In the records below, find every line that contains the word "post" and copy each of those lines.

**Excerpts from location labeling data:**
──────────────────────────────
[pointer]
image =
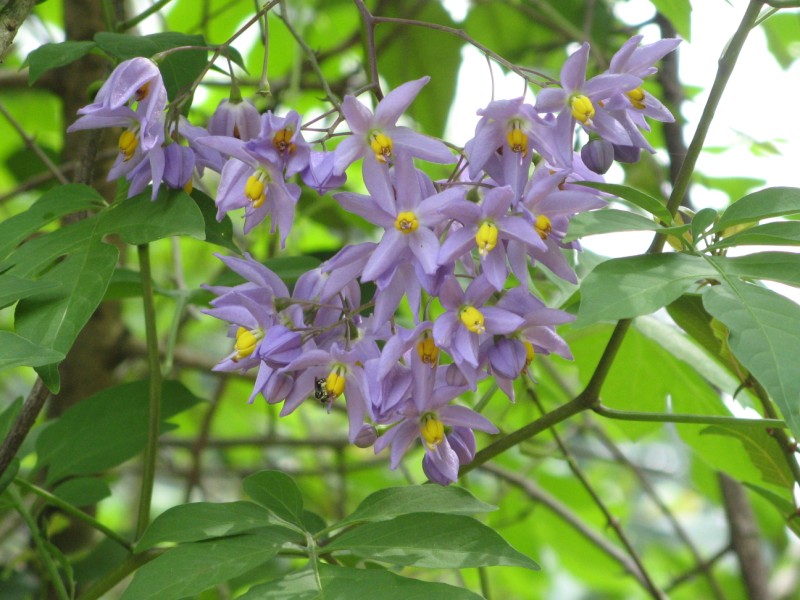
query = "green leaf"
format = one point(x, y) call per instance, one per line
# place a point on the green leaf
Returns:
point(762, 449)
point(52, 56)
point(105, 429)
point(764, 337)
point(278, 493)
point(785, 233)
point(393, 502)
point(342, 583)
point(15, 288)
point(611, 220)
point(139, 220)
point(53, 204)
point(764, 204)
point(783, 267)
point(83, 491)
point(690, 315)
point(201, 521)
point(189, 569)
point(679, 13)
point(431, 540)
point(55, 319)
point(16, 351)
point(634, 197)
point(216, 232)
point(623, 288)
point(702, 221)
point(781, 32)
point(784, 506)
point(434, 53)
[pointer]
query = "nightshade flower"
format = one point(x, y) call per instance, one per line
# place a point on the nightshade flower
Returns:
point(486, 226)
point(580, 99)
point(239, 119)
point(407, 218)
point(251, 182)
point(429, 417)
point(377, 138)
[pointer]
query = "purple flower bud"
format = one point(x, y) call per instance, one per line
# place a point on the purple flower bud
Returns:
point(319, 173)
point(366, 436)
point(598, 155)
point(628, 154)
point(507, 358)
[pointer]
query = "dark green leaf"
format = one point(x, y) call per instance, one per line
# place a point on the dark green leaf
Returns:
point(16, 351)
point(764, 204)
point(783, 267)
point(217, 232)
point(277, 492)
point(138, 220)
point(762, 449)
point(786, 233)
point(189, 569)
point(638, 285)
point(611, 220)
point(105, 429)
point(342, 583)
point(431, 540)
point(688, 312)
point(15, 288)
point(83, 491)
point(764, 336)
point(393, 502)
point(201, 521)
point(56, 318)
point(53, 204)
point(634, 197)
point(52, 56)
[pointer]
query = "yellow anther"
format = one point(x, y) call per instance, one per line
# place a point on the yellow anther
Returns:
point(517, 141)
point(283, 141)
point(381, 145)
point(582, 108)
point(432, 430)
point(406, 222)
point(530, 354)
point(636, 96)
point(142, 92)
point(428, 352)
point(334, 384)
point(472, 319)
point(246, 342)
point(255, 190)
point(543, 226)
point(486, 237)
point(128, 143)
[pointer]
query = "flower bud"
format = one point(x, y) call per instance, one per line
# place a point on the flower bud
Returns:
point(598, 155)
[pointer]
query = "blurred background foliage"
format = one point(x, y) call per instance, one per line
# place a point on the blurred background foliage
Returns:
point(561, 495)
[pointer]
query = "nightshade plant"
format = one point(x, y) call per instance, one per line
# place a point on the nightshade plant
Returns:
point(431, 316)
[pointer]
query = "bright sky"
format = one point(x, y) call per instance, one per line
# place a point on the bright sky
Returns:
point(751, 106)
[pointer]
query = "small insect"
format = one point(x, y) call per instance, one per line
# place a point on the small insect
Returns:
point(320, 393)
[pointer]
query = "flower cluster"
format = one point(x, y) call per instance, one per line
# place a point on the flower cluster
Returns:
point(458, 251)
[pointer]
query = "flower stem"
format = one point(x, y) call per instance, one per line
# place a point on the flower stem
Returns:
point(154, 367)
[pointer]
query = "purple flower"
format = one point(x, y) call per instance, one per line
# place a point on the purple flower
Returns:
point(407, 217)
point(486, 226)
point(580, 99)
point(240, 120)
point(377, 138)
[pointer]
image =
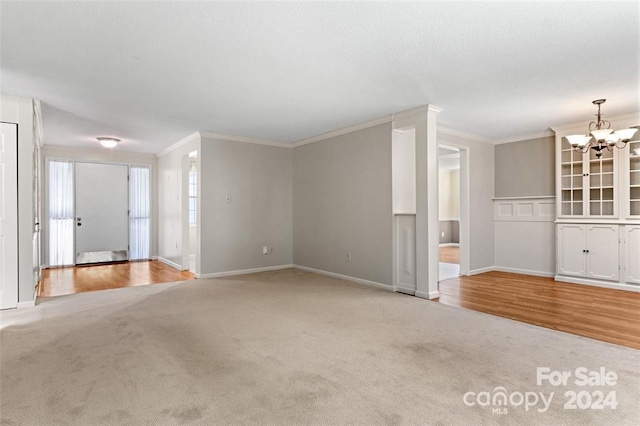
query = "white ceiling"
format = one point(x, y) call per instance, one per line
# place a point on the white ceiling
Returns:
point(152, 73)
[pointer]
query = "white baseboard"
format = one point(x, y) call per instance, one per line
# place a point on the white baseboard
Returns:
point(405, 290)
point(524, 272)
point(595, 283)
point(345, 277)
point(29, 304)
point(424, 295)
point(243, 271)
point(511, 270)
point(170, 263)
point(481, 270)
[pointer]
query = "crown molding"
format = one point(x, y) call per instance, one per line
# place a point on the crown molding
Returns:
point(54, 150)
point(631, 115)
point(537, 135)
point(244, 139)
point(178, 144)
point(464, 135)
point(343, 131)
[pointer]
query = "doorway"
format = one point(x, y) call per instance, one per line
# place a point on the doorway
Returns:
point(102, 213)
point(452, 211)
point(98, 216)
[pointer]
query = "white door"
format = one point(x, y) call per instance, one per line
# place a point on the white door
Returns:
point(8, 216)
point(632, 251)
point(571, 250)
point(603, 257)
point(102, 213)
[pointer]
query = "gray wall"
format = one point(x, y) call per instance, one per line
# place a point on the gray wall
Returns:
point(259, 180)
point(525, 168)
point(343, 203)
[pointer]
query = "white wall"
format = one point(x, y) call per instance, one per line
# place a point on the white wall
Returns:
point(170, 200)
point(481, 187)
point(114, 156)
point(342, 194)
point(403, 145)
point(19, 110)
point(449, 194)
point(525, 235)
point(258, 179)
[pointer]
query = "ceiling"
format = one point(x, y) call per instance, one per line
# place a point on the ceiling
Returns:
point(152, 73)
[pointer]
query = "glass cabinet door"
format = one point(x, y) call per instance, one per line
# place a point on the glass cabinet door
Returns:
point(572, 180)
point(634, 177)
point(601, 183)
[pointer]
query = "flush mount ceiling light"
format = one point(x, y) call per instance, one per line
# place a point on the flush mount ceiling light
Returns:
point(603, 135)
point(108, 142)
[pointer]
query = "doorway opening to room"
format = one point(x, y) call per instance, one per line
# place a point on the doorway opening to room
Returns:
point(98, 227)
point(450, 211)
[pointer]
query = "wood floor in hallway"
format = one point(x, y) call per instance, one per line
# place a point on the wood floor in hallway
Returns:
point(599, 313)
point(78, 279)
point(450, 255)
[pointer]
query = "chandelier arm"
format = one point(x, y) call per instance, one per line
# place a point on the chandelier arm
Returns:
point(620, 146)
point(583, 150)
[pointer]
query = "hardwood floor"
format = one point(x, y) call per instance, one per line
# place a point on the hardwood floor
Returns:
point(609, 315)
point(450, 255)
point(61, 281)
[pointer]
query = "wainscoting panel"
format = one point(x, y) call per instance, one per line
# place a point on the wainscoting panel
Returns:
point(406, 254)
point(525, 236)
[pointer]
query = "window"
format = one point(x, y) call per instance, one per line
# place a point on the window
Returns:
point(139, 213)
point(193, 191)
point(61, 213)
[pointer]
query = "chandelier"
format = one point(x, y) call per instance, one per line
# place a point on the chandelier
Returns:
point(602, 134)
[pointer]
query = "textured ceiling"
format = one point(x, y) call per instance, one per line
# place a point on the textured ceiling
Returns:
point(151, 73)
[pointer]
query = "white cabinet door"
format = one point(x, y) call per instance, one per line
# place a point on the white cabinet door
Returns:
point(632, 254)
point(8, 215)
point(571, 250)
point(603, 257)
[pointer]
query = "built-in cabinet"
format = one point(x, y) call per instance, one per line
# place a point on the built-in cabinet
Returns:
point(589, 251)
point(631, 240)
point(598, 211)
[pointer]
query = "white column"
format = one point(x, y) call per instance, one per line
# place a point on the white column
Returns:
point(427, 205)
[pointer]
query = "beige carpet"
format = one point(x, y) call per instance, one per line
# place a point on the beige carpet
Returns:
point(286, 347)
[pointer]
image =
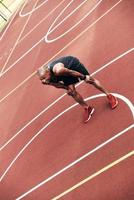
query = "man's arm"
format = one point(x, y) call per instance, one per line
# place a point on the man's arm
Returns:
point(60, 70)
point(57, 85)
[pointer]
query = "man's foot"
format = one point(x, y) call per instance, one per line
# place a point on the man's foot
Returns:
point(112, 101)
point(88, 113)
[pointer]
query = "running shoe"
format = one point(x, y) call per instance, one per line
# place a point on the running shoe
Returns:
point(88, 113)
point(112, 101)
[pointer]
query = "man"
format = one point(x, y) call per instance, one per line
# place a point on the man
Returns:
point(64, 73)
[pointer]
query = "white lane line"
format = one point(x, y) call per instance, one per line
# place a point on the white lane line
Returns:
point(123, 98)
point(23, 54)
point(33, 10)
point(91, 25)
point(14, 47)
point(74, 163)
point(57, 100)
point(87, 154)
point(51, 12)
point(5, 31)
point(102, 170)
point(50, 30)
point(29, 77)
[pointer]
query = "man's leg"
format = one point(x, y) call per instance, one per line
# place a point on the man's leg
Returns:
point(78, 98)
point(112, 100)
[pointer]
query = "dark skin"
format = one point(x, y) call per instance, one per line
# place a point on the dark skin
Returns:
point(60, 70)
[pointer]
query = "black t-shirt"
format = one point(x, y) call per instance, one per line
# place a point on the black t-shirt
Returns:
point(71, 63)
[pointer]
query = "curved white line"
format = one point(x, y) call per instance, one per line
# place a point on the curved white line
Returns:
point(74, 162)
point(91, 25)
point(128, 103)
point(12, 20)
point(50, 30)
point(13, 49)
point(22, 38)
point(42, 112)
point(33, 10)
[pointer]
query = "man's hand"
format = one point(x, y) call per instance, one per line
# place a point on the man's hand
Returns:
point(45, 82)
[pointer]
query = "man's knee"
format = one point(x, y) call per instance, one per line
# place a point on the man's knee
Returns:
point(94, 81)
point(72, 93)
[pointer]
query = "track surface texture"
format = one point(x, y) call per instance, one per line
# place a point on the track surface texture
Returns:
point(46, 152)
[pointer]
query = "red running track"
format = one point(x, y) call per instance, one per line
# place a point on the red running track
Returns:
point(46, 152)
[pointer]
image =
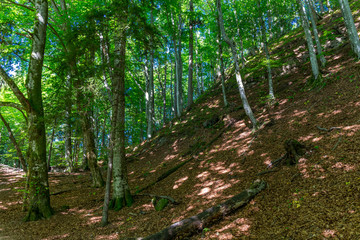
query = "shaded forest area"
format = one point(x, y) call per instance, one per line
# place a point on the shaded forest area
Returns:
point(179, 119)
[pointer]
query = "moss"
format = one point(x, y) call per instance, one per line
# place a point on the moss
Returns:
point(161, 204)
point(120, 202)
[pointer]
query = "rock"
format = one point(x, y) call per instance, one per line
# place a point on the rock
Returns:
point(161, 204)
point(211, 122)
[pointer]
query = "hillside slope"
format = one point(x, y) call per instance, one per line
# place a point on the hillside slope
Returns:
point(315, 199)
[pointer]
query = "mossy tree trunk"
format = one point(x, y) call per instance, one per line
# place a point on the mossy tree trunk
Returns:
point(312, 53)
point(39, 196)
point(350, 26)
point(232, 45)
point(15, 143)
point(121, 193)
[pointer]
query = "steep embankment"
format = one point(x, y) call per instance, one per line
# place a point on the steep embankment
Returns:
point(318, 198)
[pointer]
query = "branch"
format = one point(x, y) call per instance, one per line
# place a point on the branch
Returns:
point(19, 95)
point(58, 36)
point(14, 142)
point(14, 105)
point(136, 81)
point(20, 5)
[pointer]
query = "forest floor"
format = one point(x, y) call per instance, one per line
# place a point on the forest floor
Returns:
point(319, 198)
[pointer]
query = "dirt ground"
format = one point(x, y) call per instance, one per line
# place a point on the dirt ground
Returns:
point(319, 198)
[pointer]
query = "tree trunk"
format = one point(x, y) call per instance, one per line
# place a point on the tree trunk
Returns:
point(316, 36)
point(178, 60)
point(328, 4)
point(189, 226)
point(68, 106)
point(232, 45)
point(39, 196)
point(150, 90)
point(14, 142)
point(221, 65)
point(121, 191)
point(191, 56)
point(89, 148)
point(51, 144)
point(322, 9)
point(305, 24)
point(350, 26)
point(267, 55)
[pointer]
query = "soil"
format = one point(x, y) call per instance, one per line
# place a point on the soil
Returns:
point(318, 198)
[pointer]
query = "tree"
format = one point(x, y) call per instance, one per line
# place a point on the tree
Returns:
point(191, 55)
point(350, 26)
point(232, 45)
point(39, 196)
point(316, 34)
point(266, 50)
point(121, 191)
point(305, 24)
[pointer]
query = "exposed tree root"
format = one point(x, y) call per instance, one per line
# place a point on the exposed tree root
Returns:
point(328, 130)
point(174, 169)
point(156, 196)
point(189, 226)
point(294, 149)
point(60, 192)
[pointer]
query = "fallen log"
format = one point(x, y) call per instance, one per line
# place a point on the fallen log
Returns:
point(174, 169)
point(189, 226)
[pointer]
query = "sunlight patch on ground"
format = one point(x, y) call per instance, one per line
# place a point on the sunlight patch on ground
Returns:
point(343, 166)
point(241, 226)
point(202, 176)
point(179, 182)
point(108, 237)
point(63, 236)
point(329, 233)
point(2, 206)
point(204, 191)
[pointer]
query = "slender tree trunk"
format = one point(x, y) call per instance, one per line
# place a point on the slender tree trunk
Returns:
point(232, 45)
point(328, 4)
point(191, 56)
point(150, 90)
point(350, 26)
point(163, 93)
point(172, 99)
point(305, 24)
point(39, 196)
point(14, 142)
point(322, 9)
point(221, 65)
point(68, 106)
point(267, 55)
point(316, 36)
point(178, 65)
point(121, 191)
point(239, 35)
point(51, 144)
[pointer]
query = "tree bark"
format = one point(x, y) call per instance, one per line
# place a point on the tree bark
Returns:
point(189, 226)
point(51, 144)
point(350, 26)
point(316, 36)
point(191, 56)
point(39, 196)
point(14, 142)
point(221, 65)
point(232, 45)
point(121, 191)
point(322, 9)
point(305, 24)
point(267, 54)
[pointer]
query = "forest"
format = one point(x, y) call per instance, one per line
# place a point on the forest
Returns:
point(170, 119)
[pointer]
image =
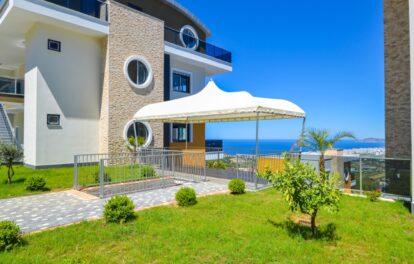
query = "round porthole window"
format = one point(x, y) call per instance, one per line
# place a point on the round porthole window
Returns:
point(189, 37)
point(137, 134)
point(138, 72)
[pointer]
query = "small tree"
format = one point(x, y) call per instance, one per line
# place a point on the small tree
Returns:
point(10, 154)
point(321, 140)
point(304, 190)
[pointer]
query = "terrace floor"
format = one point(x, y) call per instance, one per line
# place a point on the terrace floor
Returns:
point(39, 212)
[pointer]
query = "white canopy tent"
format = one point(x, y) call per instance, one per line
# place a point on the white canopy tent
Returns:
point(215, 105)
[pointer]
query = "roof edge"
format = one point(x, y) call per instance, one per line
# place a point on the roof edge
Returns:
point(174, 4)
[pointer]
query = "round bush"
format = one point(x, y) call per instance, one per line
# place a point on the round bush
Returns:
point(35, 183)
point(119, 209)
point(10, 235)
point(186, 197)
point(107, 177)
point(237, 186)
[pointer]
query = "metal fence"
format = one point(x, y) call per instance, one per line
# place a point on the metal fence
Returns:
point(109, 174)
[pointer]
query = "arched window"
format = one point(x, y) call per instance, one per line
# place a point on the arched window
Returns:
point(138, 72)
point(138, 134)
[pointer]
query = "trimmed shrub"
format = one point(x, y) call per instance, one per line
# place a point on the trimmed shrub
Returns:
point(35, 183)
point(107, 177)
point(216, 164)
point(10, 235)
point(237, 186)
point(186, 197)
point(373, 196)
point(119, 209)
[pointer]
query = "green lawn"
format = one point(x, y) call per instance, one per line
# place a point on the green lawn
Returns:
point(251, 228)
point(56, 179)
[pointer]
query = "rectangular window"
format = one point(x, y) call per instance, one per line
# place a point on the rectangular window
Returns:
point(181, 82)
point(53, 45)
point(135, 7)
point(53, 120)
point(180, 133)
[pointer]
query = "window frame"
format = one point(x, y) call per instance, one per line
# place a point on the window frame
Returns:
point(54, 124)
point(51, 42)
point(147, 126)
point(145, 62)
point(183, 73)
point(189, 133)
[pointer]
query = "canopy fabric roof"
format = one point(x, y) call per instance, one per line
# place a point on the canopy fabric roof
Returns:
point(215, 105)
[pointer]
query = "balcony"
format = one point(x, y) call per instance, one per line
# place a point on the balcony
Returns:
point(173, 36)
point(9, 86)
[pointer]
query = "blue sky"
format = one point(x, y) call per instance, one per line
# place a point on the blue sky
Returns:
point(326, 56)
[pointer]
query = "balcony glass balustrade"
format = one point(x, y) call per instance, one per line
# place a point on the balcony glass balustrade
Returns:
point(173, 36)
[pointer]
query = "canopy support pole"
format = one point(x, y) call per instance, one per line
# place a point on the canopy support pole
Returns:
point(136, 137)
point(257, 149)
point(257, 135)
point(302, 136)
point(187, 134)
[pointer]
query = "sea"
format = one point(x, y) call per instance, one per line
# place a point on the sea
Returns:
point(266, 146)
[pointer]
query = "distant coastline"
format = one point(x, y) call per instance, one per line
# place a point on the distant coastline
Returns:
point(246, 146)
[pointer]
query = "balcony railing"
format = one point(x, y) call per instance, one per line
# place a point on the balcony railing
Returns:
point(95, 8)
point(173, 36)
point(11, 86)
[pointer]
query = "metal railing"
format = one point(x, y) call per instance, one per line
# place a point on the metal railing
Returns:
point(11, 86)
point(109, 174)
point(94, 8)
point(358, 174)
point(173, 36)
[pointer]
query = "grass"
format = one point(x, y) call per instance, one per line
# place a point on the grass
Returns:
point(56, 179)
point(250, 228)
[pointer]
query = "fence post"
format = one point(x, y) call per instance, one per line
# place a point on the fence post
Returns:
point(255, 172)
point(101, 178)
point(204, 168)
point(237, 166)
point(75, 172)
point(360, 176)
point(162, 169)
point(173, 164)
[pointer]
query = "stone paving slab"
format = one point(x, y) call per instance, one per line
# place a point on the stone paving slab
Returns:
point(39, 212)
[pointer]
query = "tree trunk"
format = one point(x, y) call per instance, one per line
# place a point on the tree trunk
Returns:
point(313, 223)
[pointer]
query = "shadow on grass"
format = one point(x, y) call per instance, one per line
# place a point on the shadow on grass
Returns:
point(17, 181)
point(325, 233)
point(406, 204)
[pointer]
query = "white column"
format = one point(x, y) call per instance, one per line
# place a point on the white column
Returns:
point(411, 13)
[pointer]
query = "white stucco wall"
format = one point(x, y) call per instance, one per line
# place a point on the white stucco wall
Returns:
point(67, 83)
point(198, 78)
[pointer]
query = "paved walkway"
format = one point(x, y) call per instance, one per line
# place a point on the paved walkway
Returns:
point(44, 211)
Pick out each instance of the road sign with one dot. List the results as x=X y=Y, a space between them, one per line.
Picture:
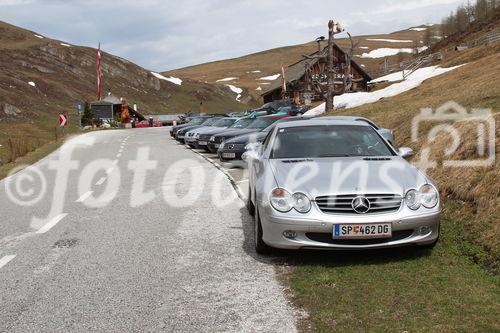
──────────────────────────────
**Task solution:**
query = "fence post"
# place a point on the fence post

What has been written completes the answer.